:: Work to complete ::
1 > Decide whether each statement below agrees with the motorcycle ignition thread, answering yes or no and quoting the words of the thread that settle it. (a) The battery read 12.9v after its overnight charge. (b) The coils measured 15k ohms on the primary side. (c) A diode was found in the ignition.
2 > In the motorcycle ignition thread, condense the paragraph beginning "Went back to basics" into one or two shorter sentences that keep its main facts.
3 > Continue the motorcycle ignition thread from its last sentence.

:: Selected text ::
Hi all, hopefully get some help with this.

Bought the above bike last Sunday with no power at all to ignition, thought I'd take a chance. Got her home, charged the battery overnight and put it back on in the morning showing 12.9v, turned the key and still no life.

No ignition lights whatsoever, so stripped her down, removed the seats, tank and fairings and set about with a multimeter and wiring diagram. Everything checked out, continuity on every wire I checked along with clutch lever switch, side stand switch and neutral switch, all fuses are good too

Went back to basics and started to trace everything from the battery onwards again, on further inspection the starter solenoid was hooked up the wrong way i.e the positive lead from the battery was going to the M terminal ( motor side ) and the Starter motor lead was hooked up to the B ( battery ) terminal, so there was the reason for no power.

Switched them around, turned the key and I was greeted by the neutral light and oil light. Pressed the starter button and she spun over, great but no spark on any plug, set my multimeter to volts and probed the o/w wire to my coils and grounded to the battery negative, both showed a little over 12v with ignition on that dropped to around 9v while hitting the start button.

All plugs have been grounded against the frame while turning the bike over and no spark, I removed the coils and tested them for ohms across the terminals which came back at 4.5ohms for both on the primary side and 15k ohms on the secondary side through the plug caps.

Tested the white wire on the rear coil and b/y on the front coil for continuity to the ignitor and they both check out, signal generator is giving 172ohms on the green and black wires on the connector under the seat. Does this model have the resistor on the ignition to drop the voltage to 8v going to the ignitor ( CDI ) box ?

Loosing the will with this now, sorry for the long long post I just wanted to make sure I put as much info on as possible.

Very grateful for any and all help.

Edited by symona1
Grammar
Posted

I’d place money it’s the resistor on the ignition barrel. It’s an anti-theft feature.
 

Check the resistance between the (if I remember rightly) orange and red on the barrel. 

Posted

Cheers for the reply, is there actually one on these as I thought it was on the later srad models ? I know there's a 3 pin diode up by the battery on the left as you're sitting on the bike.

I will check the orange/red though thanks.

Posted

Okay, went out this morning and disconnected the ignition switch at the green block. Set my meter to 200 ohms and probed the red ingnition wire with my positive and negative to the orange wire.

Turned on the key and I get a fluctuating reading that can go anywhere from 2.8 ohms up to over 50 ohms as i move the wires beneath the ignition barrel.

Posted

Just for anyone who may be following this, no diode in the ignition as I took it into work to strip out the security bolts and strip it down.

[Data entries]
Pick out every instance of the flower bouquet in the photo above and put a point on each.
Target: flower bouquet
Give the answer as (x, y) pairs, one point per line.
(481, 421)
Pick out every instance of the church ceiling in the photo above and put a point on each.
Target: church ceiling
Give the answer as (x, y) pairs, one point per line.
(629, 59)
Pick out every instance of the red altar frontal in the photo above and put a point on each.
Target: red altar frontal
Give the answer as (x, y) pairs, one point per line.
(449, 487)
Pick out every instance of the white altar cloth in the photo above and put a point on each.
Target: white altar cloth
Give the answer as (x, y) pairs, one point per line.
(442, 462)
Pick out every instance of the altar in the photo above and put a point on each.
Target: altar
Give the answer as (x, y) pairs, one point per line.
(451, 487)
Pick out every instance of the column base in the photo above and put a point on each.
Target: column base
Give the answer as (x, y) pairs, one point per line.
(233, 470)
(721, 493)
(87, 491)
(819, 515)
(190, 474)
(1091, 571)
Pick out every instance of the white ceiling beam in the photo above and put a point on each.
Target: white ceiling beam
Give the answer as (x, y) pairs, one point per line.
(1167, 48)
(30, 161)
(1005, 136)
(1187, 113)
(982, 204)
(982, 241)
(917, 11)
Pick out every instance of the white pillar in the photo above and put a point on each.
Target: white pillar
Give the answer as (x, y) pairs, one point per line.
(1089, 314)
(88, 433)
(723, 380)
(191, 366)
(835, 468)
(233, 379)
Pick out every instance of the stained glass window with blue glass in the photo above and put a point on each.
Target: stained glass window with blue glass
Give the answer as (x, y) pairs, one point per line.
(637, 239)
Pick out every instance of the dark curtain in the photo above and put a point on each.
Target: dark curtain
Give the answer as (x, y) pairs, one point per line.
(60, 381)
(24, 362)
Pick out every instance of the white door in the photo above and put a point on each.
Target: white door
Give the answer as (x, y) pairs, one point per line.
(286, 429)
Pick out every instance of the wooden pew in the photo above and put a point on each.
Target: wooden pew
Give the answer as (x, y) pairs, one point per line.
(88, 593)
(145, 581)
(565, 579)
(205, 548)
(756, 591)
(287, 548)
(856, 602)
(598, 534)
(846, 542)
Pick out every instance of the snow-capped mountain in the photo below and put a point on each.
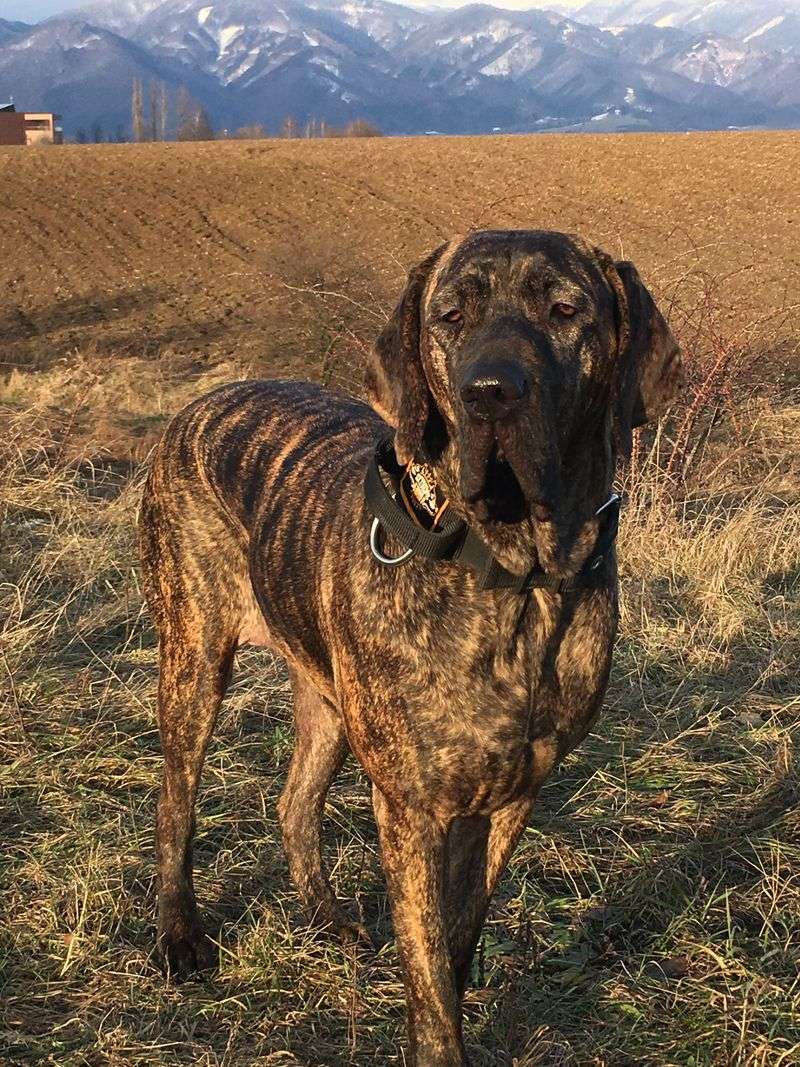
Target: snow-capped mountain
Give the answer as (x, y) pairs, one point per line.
(642, 64)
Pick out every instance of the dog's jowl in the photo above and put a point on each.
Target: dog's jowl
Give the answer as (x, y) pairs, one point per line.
(504, 391)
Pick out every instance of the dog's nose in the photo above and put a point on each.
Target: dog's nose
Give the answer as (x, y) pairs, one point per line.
(494, 391)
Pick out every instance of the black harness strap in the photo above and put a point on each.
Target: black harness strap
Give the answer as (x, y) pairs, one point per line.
(459, 543)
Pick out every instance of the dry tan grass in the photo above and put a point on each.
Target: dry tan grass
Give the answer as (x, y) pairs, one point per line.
(651, 914)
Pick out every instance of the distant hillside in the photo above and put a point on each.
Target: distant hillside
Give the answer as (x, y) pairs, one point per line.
(645, 65)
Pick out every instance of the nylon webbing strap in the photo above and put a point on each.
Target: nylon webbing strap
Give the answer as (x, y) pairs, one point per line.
(459, 543)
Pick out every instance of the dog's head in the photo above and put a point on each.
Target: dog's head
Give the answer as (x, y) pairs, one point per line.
(511, 354)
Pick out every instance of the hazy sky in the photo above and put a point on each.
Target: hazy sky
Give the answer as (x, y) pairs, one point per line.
(32, 11)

:: Responses for each task ::
1 >
(a) Yes: "showing 12.9v"
(b) No: "4.5ohms for both on the primary side and 15k ohms on the secondary side"
(c) No: "no diode in the ignition"

2 > Retracing the wiring from the battery showed the starter solenoid leads were swapped: the battery positive went to the M (motor) terminal and the starter motor lead to the B (battery) terminal. This explained the lack of power.

3 >
Changed the coils for good known working second hand originals and still no spark.

Surely it now has to be the ignitor/CDI.

  • Like 1
Posted
On 6/1/2024 at 5:44 PM, symona1 said:

 I know there's a 3 pin diode up by the battery on the left as you're sitting on the bike.

That thing is a PITA and really only there as interlock safety feature for side stand / clutch / in gear / starting. It got binned from mine!

On 6/2/2024 at 1:24 PM, symona1 said:

Okay, went out this morning and disconnected the ignition switch at the green block. Set my meter to 200 ohms and probed the red ingnition wire with my positive and negative to the orange wire. Turned on the key and I get a fluctuating reading that can go anywhere from 2.8 ohms up to over 50 ohms as i move the wires beneath the ignition barrel.

That sound more like a dodgy / broken wire in the loom making intermittent / high resistance connection! Not unheard of due to all the twisting it does!

3 hours ago, symona1 said:

Just for anyone who may be following this, no diode in the ignition as I took it into work to strip out the security bolts and strip it down.

Changed the coils for good known working second hand originals and still no spark.

Surely it now has to be the ignitor/CDI.

I thought it was only the Blandits that had a 100ohm RESISTOR in the Ign. Switch - I could be wrong though!

Posted

As stated earlier it didn't have one, but as I was stripping the ignition down to check for a broken wire inside due to the ohms rising and falling when moved I looked anyway and as I suspected it doesn't have one.

So thoughts now are as stated earlier the ignitor/cdi

Posted

My mate's 750W definitely had a resistor in the ignition switch. After a rebuild it would't start because the solder in the switch had broken. Once reconnected it ran fine.

Posted

100% not one in mine, had it apart this morning and all 4 wires, red, orange, brown and grey are soldered straight to the disc. 

Posted

Possibly, however all cables test fine for continuity end to and and when a diode goes down they don't let anything through so would show as no continuity on that wire.